_Assignment_
Return every line below as is, leaving out the pictures.

_Data records_
————————
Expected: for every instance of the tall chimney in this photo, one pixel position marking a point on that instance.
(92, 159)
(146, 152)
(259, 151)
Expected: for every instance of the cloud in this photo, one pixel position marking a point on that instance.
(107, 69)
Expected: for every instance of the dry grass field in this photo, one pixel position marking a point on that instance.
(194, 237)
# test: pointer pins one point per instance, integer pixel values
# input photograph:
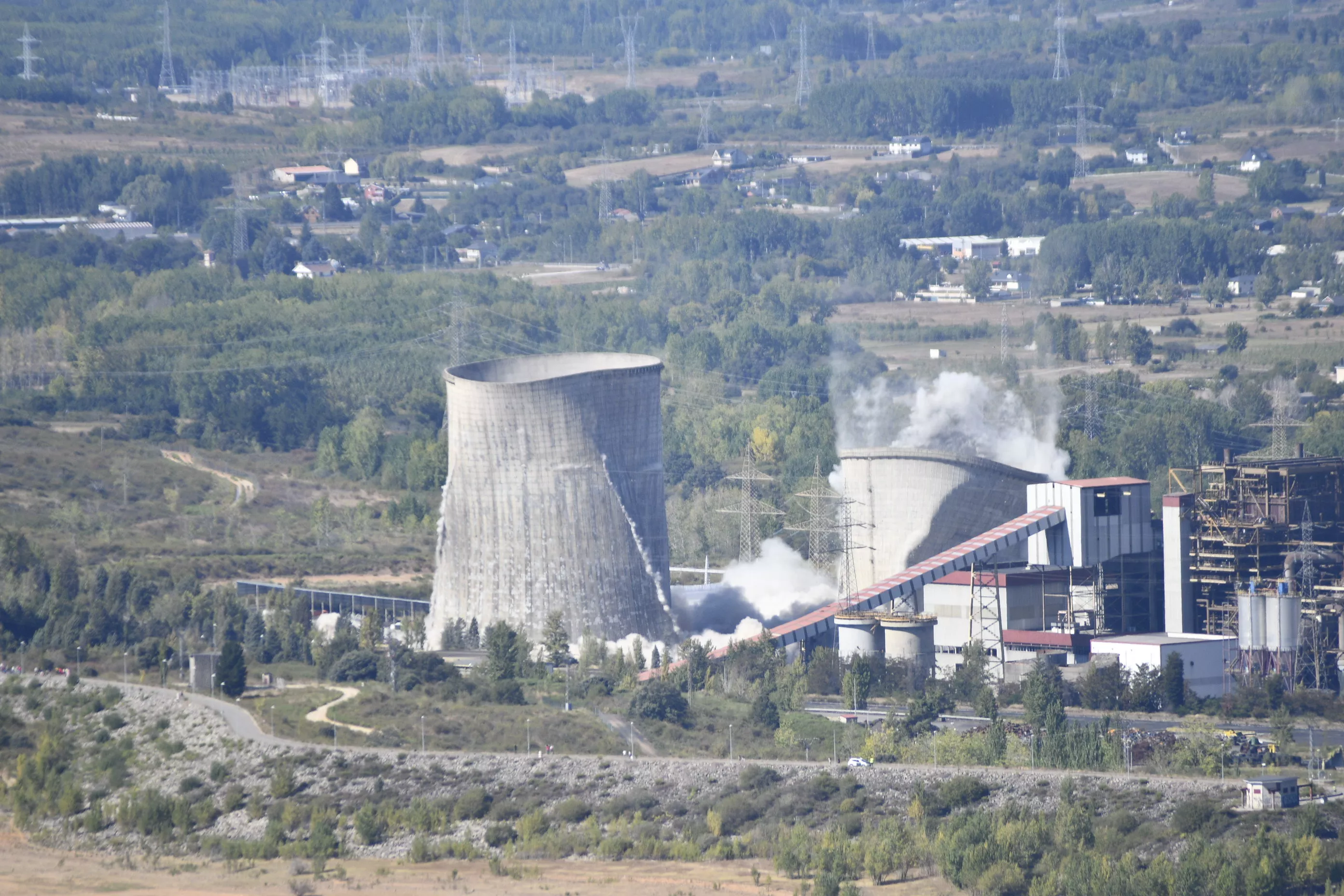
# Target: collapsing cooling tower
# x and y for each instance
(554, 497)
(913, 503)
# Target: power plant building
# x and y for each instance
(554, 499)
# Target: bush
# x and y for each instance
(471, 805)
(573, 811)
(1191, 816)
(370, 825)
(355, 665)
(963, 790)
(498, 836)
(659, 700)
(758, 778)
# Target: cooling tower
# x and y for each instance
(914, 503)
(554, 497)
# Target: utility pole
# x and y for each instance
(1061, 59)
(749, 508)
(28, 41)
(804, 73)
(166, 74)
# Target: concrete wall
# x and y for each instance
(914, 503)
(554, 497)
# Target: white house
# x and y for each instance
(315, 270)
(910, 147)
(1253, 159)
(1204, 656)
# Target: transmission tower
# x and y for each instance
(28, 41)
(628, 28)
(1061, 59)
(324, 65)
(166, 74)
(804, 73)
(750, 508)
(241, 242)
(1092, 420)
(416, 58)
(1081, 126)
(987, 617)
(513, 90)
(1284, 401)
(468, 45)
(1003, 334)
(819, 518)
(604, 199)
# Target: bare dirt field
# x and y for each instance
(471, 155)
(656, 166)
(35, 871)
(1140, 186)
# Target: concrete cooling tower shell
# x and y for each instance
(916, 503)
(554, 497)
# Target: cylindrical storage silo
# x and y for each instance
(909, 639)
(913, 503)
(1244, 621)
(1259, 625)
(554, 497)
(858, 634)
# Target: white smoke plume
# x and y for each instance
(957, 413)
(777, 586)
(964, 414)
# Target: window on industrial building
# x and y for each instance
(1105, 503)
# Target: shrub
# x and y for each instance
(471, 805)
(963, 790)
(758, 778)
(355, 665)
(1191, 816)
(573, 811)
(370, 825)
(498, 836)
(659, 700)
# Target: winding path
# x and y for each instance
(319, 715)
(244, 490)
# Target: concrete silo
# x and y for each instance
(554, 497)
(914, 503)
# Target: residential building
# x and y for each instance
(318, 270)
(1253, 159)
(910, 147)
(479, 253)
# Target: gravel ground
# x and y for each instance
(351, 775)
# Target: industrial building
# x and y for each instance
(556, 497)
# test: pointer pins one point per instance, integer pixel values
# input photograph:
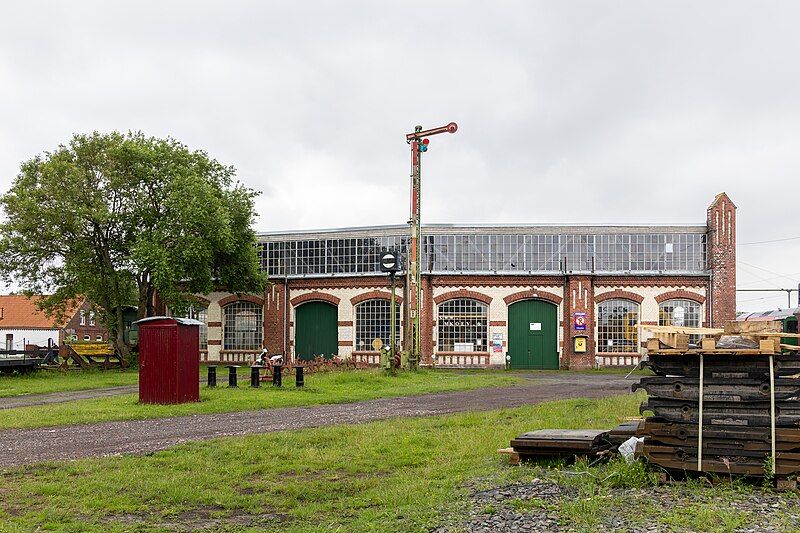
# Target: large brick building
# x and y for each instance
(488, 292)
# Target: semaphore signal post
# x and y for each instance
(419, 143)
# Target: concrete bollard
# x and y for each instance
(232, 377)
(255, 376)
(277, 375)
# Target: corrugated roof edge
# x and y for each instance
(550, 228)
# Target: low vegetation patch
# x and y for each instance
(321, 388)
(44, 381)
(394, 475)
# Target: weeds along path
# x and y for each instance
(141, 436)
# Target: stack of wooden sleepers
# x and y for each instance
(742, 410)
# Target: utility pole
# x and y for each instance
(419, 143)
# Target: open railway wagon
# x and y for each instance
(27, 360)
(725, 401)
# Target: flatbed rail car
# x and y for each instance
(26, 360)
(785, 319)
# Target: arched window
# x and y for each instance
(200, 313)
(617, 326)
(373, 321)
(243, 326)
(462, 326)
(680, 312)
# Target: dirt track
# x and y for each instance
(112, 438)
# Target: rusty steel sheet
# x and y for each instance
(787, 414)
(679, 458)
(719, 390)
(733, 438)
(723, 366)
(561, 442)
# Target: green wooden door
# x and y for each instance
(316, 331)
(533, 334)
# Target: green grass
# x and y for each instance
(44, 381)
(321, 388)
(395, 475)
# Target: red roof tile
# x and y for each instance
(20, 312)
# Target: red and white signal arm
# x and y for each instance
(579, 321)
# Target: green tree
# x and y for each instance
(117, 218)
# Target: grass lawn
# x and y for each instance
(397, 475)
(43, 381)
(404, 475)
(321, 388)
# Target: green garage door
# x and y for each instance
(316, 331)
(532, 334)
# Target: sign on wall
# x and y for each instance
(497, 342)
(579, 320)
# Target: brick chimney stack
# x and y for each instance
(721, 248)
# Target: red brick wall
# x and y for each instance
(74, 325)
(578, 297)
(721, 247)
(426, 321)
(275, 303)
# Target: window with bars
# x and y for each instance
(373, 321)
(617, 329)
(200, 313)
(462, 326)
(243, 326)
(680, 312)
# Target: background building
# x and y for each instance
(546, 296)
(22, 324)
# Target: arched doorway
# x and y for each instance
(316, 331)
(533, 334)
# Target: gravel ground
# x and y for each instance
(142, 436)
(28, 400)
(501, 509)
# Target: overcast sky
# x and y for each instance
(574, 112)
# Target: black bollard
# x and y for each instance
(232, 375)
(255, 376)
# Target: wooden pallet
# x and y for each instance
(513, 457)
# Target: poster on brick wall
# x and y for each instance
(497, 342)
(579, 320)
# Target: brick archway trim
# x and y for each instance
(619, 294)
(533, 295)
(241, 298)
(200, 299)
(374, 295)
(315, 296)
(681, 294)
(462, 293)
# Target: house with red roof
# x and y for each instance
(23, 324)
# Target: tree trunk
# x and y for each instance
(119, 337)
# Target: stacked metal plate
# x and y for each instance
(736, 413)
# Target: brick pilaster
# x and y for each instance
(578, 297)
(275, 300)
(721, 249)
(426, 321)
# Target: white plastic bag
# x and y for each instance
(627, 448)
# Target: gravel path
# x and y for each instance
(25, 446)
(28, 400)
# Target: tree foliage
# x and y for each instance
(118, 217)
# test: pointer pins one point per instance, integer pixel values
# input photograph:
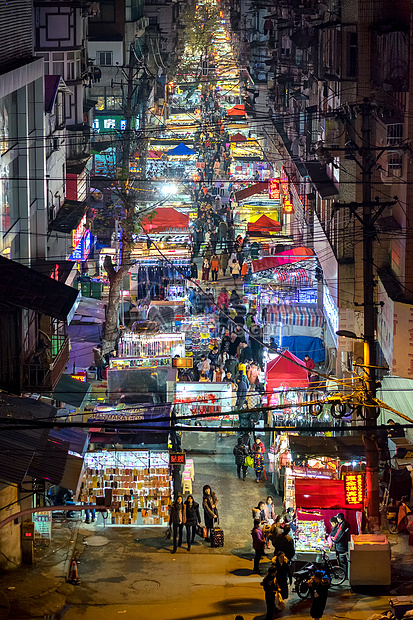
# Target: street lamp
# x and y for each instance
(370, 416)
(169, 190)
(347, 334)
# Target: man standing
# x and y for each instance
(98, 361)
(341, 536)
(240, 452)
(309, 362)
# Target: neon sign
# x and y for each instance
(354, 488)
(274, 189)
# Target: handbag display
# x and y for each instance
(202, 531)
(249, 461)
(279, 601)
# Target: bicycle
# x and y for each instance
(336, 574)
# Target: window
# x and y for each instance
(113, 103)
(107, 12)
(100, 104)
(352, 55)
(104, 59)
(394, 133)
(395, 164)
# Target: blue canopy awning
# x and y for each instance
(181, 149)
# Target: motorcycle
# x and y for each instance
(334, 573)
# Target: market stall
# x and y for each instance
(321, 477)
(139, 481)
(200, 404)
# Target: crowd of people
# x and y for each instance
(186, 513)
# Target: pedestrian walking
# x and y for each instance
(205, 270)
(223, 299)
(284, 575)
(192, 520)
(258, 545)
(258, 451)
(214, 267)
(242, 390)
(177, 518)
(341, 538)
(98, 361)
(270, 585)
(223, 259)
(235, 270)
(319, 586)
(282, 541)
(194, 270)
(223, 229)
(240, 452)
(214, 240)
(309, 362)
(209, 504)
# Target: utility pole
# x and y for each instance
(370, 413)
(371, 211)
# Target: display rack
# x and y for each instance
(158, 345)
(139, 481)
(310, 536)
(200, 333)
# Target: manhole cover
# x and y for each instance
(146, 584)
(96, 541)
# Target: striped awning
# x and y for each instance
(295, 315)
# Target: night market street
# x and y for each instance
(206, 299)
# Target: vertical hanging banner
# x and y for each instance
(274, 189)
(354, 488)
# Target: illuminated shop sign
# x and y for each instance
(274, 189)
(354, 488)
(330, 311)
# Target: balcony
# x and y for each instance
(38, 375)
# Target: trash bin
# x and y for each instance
————————
_Solved exercise_
Expected: for every instance of the tall chimney in this photo, one pixel position marking a point on that instance.
(92, 159)
(146, 152)
(259, 151)
Expected: for every instance of the cloud in this photo, one pixel position marking a point on that instance.
(107, 69)
Expected: for every instance of the dry grass field in this photo, one pixel position marking a point on that instance.
(194, 237)
# test: pointer pins one point per instance, integer pixel values
# input photograph:
# Target: collapsing cooling tower
# x and y for each instance
(554, 497)
(913, 503)
# Target: power plant building
# x and y for each instance
(554, 499)
# Target: bush
# x and y for each instance
(471, 805)
(573, 811)
(1191, 816)
(370, 825)
(355, 665)
(963, 790)
(498, 836)
(659, 700)
(758, 778)
# Target: cooling tower
# x and y for each instance
(914, 503)
(554, 497)
# Target: utility pole
# x and y for each instance
(1061, 59)
(749, 508)
(28, 41)
(804, 73)
(166, 74)
# Target: concrete wall
# x and y for each instance
(914, 503)
(554, 497)
# Target: white house
# x and y for each instance
(315, 270)
(910, 147)
(1253, 159)
(1204, 656)
# Target: transmission tower
# x and y for each instance
(28, 41)
(628, 28)
(1061, 59)
(324, 65)
(166, 74)
(804, 73)
(750, 508)
(241, 242)
(1092, 420)
(416, 58)
(1081, 126)
(987, 617)
(513, 90)
(1284, 401)
(468, 45)
(1003, 334)
(819, 518)
(604, 199)
# Target: bare dirt field
# x and y for each instance
(471, 155)
(656, 166)
(35, 871)
(1140, 186)
# Target: concrete cooling tower shell
# x and y for each instance
(916, 503)
(554, 497)
# Target: cylindrical storage silo
# x and y for each instance
(909, 639)
(913, 503)
(1244, 621)
(1259, 625)
(554, 497)
(858, 634)
# Target: white smoke plume
# x and y for each instance
(957, 413)
(777, 586)
(964, 414)
# Target: window on industrial building
# x and y for each instance
(1105, 503)
# Target: shrub
# x and y for each instance
(471, 805)
(963, 790)
(758, 778)
(355, 665)
(1191, 816)
(573, 811)
(370, 825)
(498, 836)
(659, 700)
# Target: winding path
# x and y for each instance
(319, 715)
(244, 490)
# Target: concrete silo
# x and y for each instance
(554, 497)
(914, 503)
# Target: residential building
# x and y for each instance
(318, 270)
(1253, 159)
(910, 147)
(479, 253)
# Target: gravel ground
# x and y for each instance
(351, 775)
# Target: industrial building
# x and y for each instance
(556, 497)
# test: pointer pins one point per instance, integer pixel values
# input photograph:
# Target: large brick building
# x and y for each instance
(488, 292)
# Target: semaphore signal post
# x and y for each instance
(419, 143)
# Target: concrete bollard
# x and y for each instance
(232, 377)
(255, 376)
(277, 375)
# Target: corrugated roof edge
# x and y for each instance
(550, 228)
# Target: low vegetation patch
# x and y for each instance
(321, 388)
(44, 381)
(394, 475)
# Target: weeds along path
# x and y for each instance
(141, 436)
# Target: stack of wooden sleepers
# x and y for each instance
(742, 410)
# Target: utility pole
# x and y for each instance
(419, 143)
# Target: open railway wagon
# x and y for each instance
(27, 360)
(725, 401)
# Target: flatbed rail car
# x and y for each instance
(26, 360)
(785, 319)
# Target: arched window
# x and y for each instance
(200, 313)
(617, 326)
(373, 321)
(243, 326)
(462, 326)
(680, 312)
# Target: dirt track
# x and y for each instance
(112, 438)
# Target: rusty steel sheet
# x and y for each instance
(787, 414)
(679, 458)
(719, 390)
(733, 438)
(723, 366)
(561, 442)
# Target: green wooden door
# x and y for each instance
(316, 331)
(533, 334)
# Target: green grass
# x and y for each instance
(44, 381)
(321, 388)
(395, 475)
# Target: red roof tile
# x and y for each instance
(20, 312)
# Target: red and white signal arm
# x and y for each instance
(579, 321)
# Target: green tree
# x and y for each instance
(117, 218)
# Target: grass lawn
# x and y for each instance
(397, 475)
(43, 381)
(404, 475)
(321, 388)
# Target: green garage door
# x and y for each instance
(316, 331)
(532, 334)
# Target: sign on wall
# x and y for each instance
(497, 342)
(579, 320)
# Target: brick chimney stack
# x and y for each instance
(721, 248)
# Target: red brick wall
# x and y for each instance
(74, 325)
(578, 297)
(721, 247)
(426, 321)
(275, 303)
# Target: window with bars
# x and y for each instance
(373, 321)
(617, 329)
(200, 313)
(462, 326)
(243, 326)
(680, 312)
# Target: background building
# x and y for each instance
(546, 296)
(22, 324)
# Target: arched doorway
# x and y for each instance
(316, 331)
(533, 334)
# Target: gravel ground
# x and y for each instance
(142, 436)
(28, 400)
(501, 509)
# Target: overcast sky
# x and y for each instance
(574, 112)
# Target: black bollard
# x and y for each instance
(232, 375)
(255, 376)
# Target: wooden pallet
# x and y for each instance
(513, 457)
# Target: poster on brick wall
# x and y for each instance
(497, 342)
(579, 320)
# Target: brick archway trim
# x and y for each instance
(619, 294)
(533, 295)
(241, 298)
(200, 299)
(374, 295)
(315, 296)
(681, 294)
(462, 293)
# Target: house with red roof
# x and y for each instance
(23, 324)
# Target: tree trunk
# x and y for each instance
(119, 337)
# Target: stacked metal plate
# x and y for each instance
(736, 413)
# Target: brick pilaster
# x and y for each instance
(578, 297)
(275, 300)
(721, 249)
(426, 321)
# Target: white plastic bag
# x and y for each instance
(627, 448)
# Target: gravel path
# x and y for each instance
(25, 446)
(28, 400)
# Target: tree foliage
# x and y for each instance
(118, 217)
# test: pointer pins one point per instance, integer pixel values
# input photograph:
# Target: street lamp
# x and y for each instance
(370, 416)
(169, 190)
(347, 334)
# Target: man standing
# x and y for each instance
(98, 361)
(341, 536)
(240, 452)
(309, 362)
# Target: neon sign
# x and y for each instance
(354, 488)
(274, 189)
# Target: handbag display
# x and y for each instance
(202, 531)
(249, 461)
(279, 601)
# Target: bicycle
# x and y for each instance
(336, 574)
# Target: window
# x and y for each instance
(113, 103)
(107, 12)
(100, 104)
(352, 55)
(104, 59)
(394, 133)
(395, 164)
# Target: blue canopy awning
# x and y for each instance
(181, 149)
# Target: motorcycle
# x and y for each instance
(334, 573)
# Target: market stall
# x and y for each instance
(321, 477)
(139, 481)
(200, 404)
# Target: crowd of people
# x and y for each instance
(186, 513)
# Target: pedestrian walking
# x and y for each instance
(205, 270)
(223, 299)
(284, 575)
(192, 520)
(258, 545)
(258, 451)
(214, 267)
(242, 390)
(177, 518)
(341, 538)
(98, 361)
(270, 585)
(223, 259)
(235, 270)
(319, 586)
(282, 541)
(194, 270)
(223, 229)
(240, 452)
(214, 240)
(309, 362)
(209, 504)
# Target: utility pole
# x and y for each instance
(370, 413)
(371, 211)
# Target: display rack
# x and y for each instance
(158, 345)
(139, 481)
(310, 536)
(200, 333)
# Target: manhole cover
# x and y for each instance
(146, 584)
(96, 541)
# Target: striped awning
# x and y for each instance
(295, 315)
# Target: night market street
# x and y for each instance
(206, 299)
# Target: vertical hanging banner
# x and y for each instance
(274, 189)
(354, 488)
# Target: illuminated shop sign
# x and y for each instance
(274, 189)
(354, 488)
(330, 311)
# Target: balcony
# x and y for each instance
(38, 375)
# Target: trash bin
# x and y for each instance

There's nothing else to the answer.